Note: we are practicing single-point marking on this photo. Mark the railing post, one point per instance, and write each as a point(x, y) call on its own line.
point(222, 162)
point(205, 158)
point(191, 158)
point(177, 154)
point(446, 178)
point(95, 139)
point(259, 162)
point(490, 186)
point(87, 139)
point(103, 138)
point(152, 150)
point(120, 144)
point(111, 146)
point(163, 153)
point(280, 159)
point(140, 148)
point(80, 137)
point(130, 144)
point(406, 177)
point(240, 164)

[EXERCISE] Can you give the material again with "railing post" swapped for "fence post" and every other line left the same?

[COMPLETED EXERCISE]
Note: we are practicing single-point marking on this photo. Mark the fence post, one point per instance, and write each as a point(x, y) call on its own line.
point(222, 162)
point(205, 158)
point(191, 158)
point(177, 154)
point(446, 178)
point(95, 139)
point(259, 162)
point(490, 186)
point(87, 139)
point(103, 138)
point(152, 150)
point(120, 144)
point(111, 146)
point(163, 153)
point(280, 159)
point(140, 148)
point(80, 137)
point(130, 144)
point(406, 177)
point(240, 164)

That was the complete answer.